>> start Data lines

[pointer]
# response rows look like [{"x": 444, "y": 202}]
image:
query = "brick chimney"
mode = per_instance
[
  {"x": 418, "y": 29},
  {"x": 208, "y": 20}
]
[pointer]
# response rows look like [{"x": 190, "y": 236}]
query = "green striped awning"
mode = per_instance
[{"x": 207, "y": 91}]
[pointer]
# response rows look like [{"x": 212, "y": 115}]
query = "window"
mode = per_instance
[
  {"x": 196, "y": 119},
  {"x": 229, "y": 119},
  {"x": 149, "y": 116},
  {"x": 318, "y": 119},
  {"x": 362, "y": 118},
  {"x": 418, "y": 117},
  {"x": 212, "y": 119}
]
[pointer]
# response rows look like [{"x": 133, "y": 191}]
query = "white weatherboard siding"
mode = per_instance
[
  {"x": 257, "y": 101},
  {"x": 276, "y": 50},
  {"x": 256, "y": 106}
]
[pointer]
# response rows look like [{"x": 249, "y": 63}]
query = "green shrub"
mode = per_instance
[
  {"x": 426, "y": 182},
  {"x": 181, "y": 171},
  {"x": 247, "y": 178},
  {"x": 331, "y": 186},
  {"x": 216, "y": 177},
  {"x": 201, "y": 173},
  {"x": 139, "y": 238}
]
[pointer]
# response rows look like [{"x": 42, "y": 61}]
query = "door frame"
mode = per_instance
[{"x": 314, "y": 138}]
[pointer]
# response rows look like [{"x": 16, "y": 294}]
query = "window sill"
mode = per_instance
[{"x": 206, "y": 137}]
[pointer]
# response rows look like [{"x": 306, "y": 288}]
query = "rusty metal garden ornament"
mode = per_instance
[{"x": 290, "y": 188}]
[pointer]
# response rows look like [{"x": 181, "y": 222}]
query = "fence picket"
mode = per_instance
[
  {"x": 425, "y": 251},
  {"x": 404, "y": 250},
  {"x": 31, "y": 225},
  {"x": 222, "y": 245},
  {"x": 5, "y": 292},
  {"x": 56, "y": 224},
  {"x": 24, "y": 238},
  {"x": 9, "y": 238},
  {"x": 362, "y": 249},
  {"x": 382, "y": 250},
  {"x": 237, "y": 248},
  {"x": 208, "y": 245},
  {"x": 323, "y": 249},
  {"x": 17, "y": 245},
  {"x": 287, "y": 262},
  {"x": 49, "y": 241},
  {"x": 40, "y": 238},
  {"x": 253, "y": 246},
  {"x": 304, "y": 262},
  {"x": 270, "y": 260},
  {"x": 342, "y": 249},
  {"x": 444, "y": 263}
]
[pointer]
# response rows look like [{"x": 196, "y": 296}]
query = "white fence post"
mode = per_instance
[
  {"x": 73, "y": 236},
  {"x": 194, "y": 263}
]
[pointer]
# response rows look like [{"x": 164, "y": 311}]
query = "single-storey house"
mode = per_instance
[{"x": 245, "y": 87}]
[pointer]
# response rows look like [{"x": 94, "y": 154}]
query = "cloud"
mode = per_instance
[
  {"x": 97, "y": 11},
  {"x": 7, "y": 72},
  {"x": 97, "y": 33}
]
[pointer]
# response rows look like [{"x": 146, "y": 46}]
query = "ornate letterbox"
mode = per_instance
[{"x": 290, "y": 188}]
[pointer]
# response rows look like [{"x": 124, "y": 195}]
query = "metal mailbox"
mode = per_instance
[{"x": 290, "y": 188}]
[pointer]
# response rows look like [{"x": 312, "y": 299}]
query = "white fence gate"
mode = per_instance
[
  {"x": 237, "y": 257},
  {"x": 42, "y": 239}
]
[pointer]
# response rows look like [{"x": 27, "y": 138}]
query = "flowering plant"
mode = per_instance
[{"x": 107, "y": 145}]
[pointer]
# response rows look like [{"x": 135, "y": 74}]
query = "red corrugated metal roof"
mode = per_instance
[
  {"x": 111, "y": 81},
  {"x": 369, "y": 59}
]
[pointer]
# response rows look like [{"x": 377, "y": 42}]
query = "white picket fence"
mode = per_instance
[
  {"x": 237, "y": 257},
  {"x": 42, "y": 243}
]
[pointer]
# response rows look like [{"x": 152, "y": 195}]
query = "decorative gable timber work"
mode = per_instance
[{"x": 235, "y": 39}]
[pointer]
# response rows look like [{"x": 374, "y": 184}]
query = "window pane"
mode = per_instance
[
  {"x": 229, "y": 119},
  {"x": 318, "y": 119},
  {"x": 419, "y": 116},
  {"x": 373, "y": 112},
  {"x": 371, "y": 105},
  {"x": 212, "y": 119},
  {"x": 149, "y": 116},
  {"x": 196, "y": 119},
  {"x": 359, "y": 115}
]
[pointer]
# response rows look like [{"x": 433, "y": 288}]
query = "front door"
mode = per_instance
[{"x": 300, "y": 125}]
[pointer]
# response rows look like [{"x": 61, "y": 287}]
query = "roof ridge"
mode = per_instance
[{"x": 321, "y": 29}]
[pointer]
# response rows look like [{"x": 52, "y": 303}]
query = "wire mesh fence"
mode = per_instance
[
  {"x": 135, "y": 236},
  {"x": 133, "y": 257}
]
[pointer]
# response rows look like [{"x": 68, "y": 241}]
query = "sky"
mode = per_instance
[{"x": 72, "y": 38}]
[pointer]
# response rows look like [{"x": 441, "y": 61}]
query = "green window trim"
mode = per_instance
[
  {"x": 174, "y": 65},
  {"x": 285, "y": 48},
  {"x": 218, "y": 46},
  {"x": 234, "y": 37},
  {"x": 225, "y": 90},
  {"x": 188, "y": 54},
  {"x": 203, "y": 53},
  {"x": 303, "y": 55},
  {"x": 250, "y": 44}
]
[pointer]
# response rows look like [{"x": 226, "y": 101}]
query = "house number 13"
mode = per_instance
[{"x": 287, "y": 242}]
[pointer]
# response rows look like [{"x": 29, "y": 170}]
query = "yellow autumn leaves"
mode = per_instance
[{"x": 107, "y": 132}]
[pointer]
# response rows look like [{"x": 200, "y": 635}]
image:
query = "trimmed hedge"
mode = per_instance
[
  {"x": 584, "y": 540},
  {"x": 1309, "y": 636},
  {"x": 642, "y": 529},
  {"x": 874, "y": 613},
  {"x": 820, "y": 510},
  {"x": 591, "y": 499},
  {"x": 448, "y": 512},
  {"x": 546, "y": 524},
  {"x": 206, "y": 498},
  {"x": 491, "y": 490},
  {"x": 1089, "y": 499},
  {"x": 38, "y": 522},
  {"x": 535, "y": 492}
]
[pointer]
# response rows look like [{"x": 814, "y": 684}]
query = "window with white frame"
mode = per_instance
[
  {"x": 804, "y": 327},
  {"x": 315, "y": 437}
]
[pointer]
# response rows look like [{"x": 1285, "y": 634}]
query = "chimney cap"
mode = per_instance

>> end Data lines

Goal:
Transcribe the whole listing exactly.

Written answer:
[pointer]
# response rows look like [{"x": 444, "y": 202}]
image:
query = "brick chimney"
mode = per_instance
[
  {"x": 418, "y": 29},
  {"x": 208, "y": 20}
]
[pointer]
# response rows look like [{"x": 190, "y": 236}]
query = "green striped awning"
mode = per_instance
[{"x": 207, "y": 91}]
[pointer]
# response rows look like [{"x": 212, "y": 115}]
query = "window"
mode = per_instance
[
  {"x": 196, "y": 119},
  {"x": 229, "y": 119},
  {"x": 149, "y": 116},
  {"x": 318, "y": 119},
  {"x": 362, "y": 118},
  {"x": 418, "y": 117},
  {"x": 212, "y": 119}
]
[pointer]
# response rows look like [{"x": 133, "y": 191}]
query = "white weatherboard siding"
mode = per_instance
[
  {"x": 257, "y": 101},
  {"x": 276, "y": 50},
  {"x": 256, "y": 106}
]
[pointer]
# response rows look like [{"x": 249, "y": 63}]
query = "green shrub"
mode = per_instance
[
  {"x": 426, "y": 182},
  {"x": 181, "y": 171},
  {"x": 247, "y": 178},
  {"x": 331, "y": 186},
  {"x": 216, "y": 177},
  {"x": 201, "y": 173},
  {"x": 139, "y": 238}
]
[pointer]
# response rows look like [{"x": 42, "y": 61}]
query = "door frame"
mode = per_instance
[{"x": 314, "y": 138}]
[pointer]
# response rows look like [{"x": 16, "y": 294}]
query = "window sill"
mode = per_instance
[{"x": 206, "y": 137}]
[pointer]
# response rows look like [{"x": 306, "y": 288}]
query = "rusty metal garden ornament"
mode = per_instance
[{"x": 290, "y": 188}]
[pointer]
# response rows look like [{"x": 181, "y": 222}]
query = "fence picket"
mode = per_instance
[
  {"x": 425, "y": 251},
  {"x": 404, "y": 250},
  {"x": 31, "y": 225},
  {"x": 222, "y": 245},
  {"x": 5, "y": 292},
  {"x": 56, "y": 224},
  {"x": 24, "y": 238},
  {"x": 9, "y": 238},
  {"x": 362, "y": 249},
  {"x": 382, "y": 250},
  {"x": 237, "y": 248},
  {"x": 208, "y": 245},
  {"x": 323, "y": 249},
  {"x": 17, "y": 245},
  {"x": 287, "y": 262},
  {"x": 49, "y": 241},
  {"x": 40, "y": 238},
  {"x": 253, "y": 246},
  {"x": 304, "y": 262},
  {"x": 270, "y": 260},
  {"x": 342, "y": 249},
  {"x": 444, "y": 263}
]
[pointer]
# response rows look like [{"x": 196, "y": 296}]
query = "white fence post"
mode = per_instance
[
  {"x": 73, "y": 236},
  {"x": 194, "y": 263}
]
[pointer]
# response rows look like [{"x": 164, "y": 311}]
query = "single-storey house"
mode = per_instance
[{"x": 245, "y": 87}]
[pointer]
# response rows look like [{"x": 94, "y": 154}]
query = "cloud"
mode = per_instance
[
  {"x": 97, "y": 11},
  {"x": 7, "y": 72},
  {"x": 97, "y": 33}
]
[pointer]
# response rows look like [{"x": 146, "y": 46}]
query = "ornate letterbox"
mode = per_instance
[{"x": 290, "y": 188}]
[pointer]
# response rows look like [{"x": 124, "y": 195}]
query = "metal mailbox"
mode = per_instance
[{"x": 290, "y": 188}]
[pointer]
# response rows look like [{"x": 312, "y": 299}]
query = "white fence gate"
mode = per_instance
[
  {"x": 237, "y": 257},
  {"x": 42, "y": 239}
]
[pointer]
# response rows look like [{"x": 27, "y": 138}]
query = "flowering plant"
mode = per_instance
[{"x": 107, "y": 145}]
[pointer]
# response rows look like [{"x": 135, "y": 74}]
query = "red corrugated metal roof"
mode = per_instance
[
  {"x": 111, "y": 81},
  {"x": 369, "y": 59}
]
[pointer]
# response rows look like [{"x": 377, "y": 42}]
query = "white picket fence"
mode = per_instance
[
  {"x": 237, "y": 257},
  {"x": 42, "y": 243}
]
[pointer]
# response rows look like [{"x": 152, "y": 195}]
query = "decorative gable timber work"
mode = per_instance
[{"x": 235, "y": 39}]
[pointer]
# response rows look like [{"x": 374, "y": 184}]
query = "window pane"
mode = per_instance
[
  {"x": 229, "y": 119},
  {"x": 318, "y": 119},
  {"x": 419, "y": 116},
  {"x": 373, "y": 112},
  {"x": 371, "y": 105},
  {"x": 212, "y": 119},
  {"x": 149, "y": 116},
  {"x": 196, "y": 119},
  {"x": 359, "y": 115}
]
[pointer]
# response rows look like [{"x": 433, "y": 288}]
query = "front door"
mode = per_instance
[{"x": 300, "y": 125}]
[pointer]
# response rows look like [{"x": 61, "y": 287}]
query = "roof ridge"
mode = per_instance
[{"x": 321, "y": 29}]
[pointer]
# response rows look like [{"x": 52, "y": 303}]
query = "wire mesh fence"
mode = per_instance
[
  {"x": 135, "y": 236},
  {"x": 133, "y": 257}
]
[pointer]
# response rows look like [{"x": 68, "y": 241}]
query = "sky"
mode = per_instance
[{"x": 72, "y": 38}]
[pointer]
# response rows look like [{"x": 441, "y": 61}]
query = "green window trim"
mode = per_instance
[
  {"x": 174, "y": 65},
  {"x": 285, "y": 48},
  {"x": 218, "y": 46},
  {"x": 234, "y": 37},
  {"x": 225, "y": 90},
  {"x": 188, "y": 54},
  {"x": 203, "y": 53},
  {"x": 303, "y": 55},
  {"x": 250, "y": 44}
]
[pointer]
# response rows look like [{"x": 226, "y": 101}]
query = "house number 13"
mode = per_instance
[{"x": 287, "y": 242}]
[pointer]
# response rows look like [{"x": 29, "y": 170}]
query = "yellow autumn leaves"
mode = per_instance
[{"x": 107, "y": 132}]
[pointer]
# response rows look like [{"x": 200, "y": 635}]
image:
query = "trimmed hedge"
mode = per_instance
[
  {"x": 584, "y": 540},
  {"x": 1309, "y": 636},
  {"x": 642, "y": 529},
  {"x": 874, "y": 613},
  {"x": 820, "y": 510},
  {"x": 591, "y": 499},
  {"x": 448, "y": 512},
  {"x": 546, "y": 524},
  {"x": 206, "y": 498},
  {"x": 491, "y": 490},
  {"x": 1089, "y": 499},
  {"x": 38, "y": 522},
  {"x": 535, "y": 492}
]
[pointer]
# response rows look like [{"x": 814, "y": 684}]
query = "window with white frame"
mode = per_instance
[
  {"x": 804, "y": 327},
  {"x": 315, "y": 437}
]
[pointer]
# response rows look like [{"x": 1285, "y": 634}]
query = "chimney cap"
mode = per_instance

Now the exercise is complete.